• Exercise prompt: Without including any picture, copy the entries that follow word for word.

Available data Start Marker

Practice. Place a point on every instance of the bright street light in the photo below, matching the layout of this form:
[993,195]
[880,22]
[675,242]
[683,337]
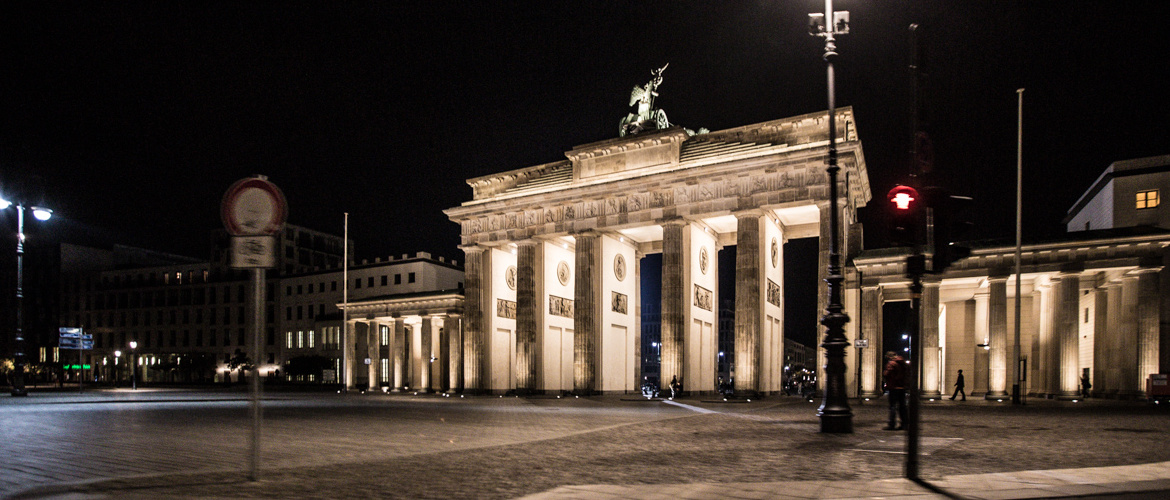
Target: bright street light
[18,355]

Available data End Marker

• Result:
Practice. Place a point on every instance of the bright street light in the photo below, matching the layout of this form:
[993,195]
[880,22]
[675,242]
[683,337]
Target: bright street light
[18,355]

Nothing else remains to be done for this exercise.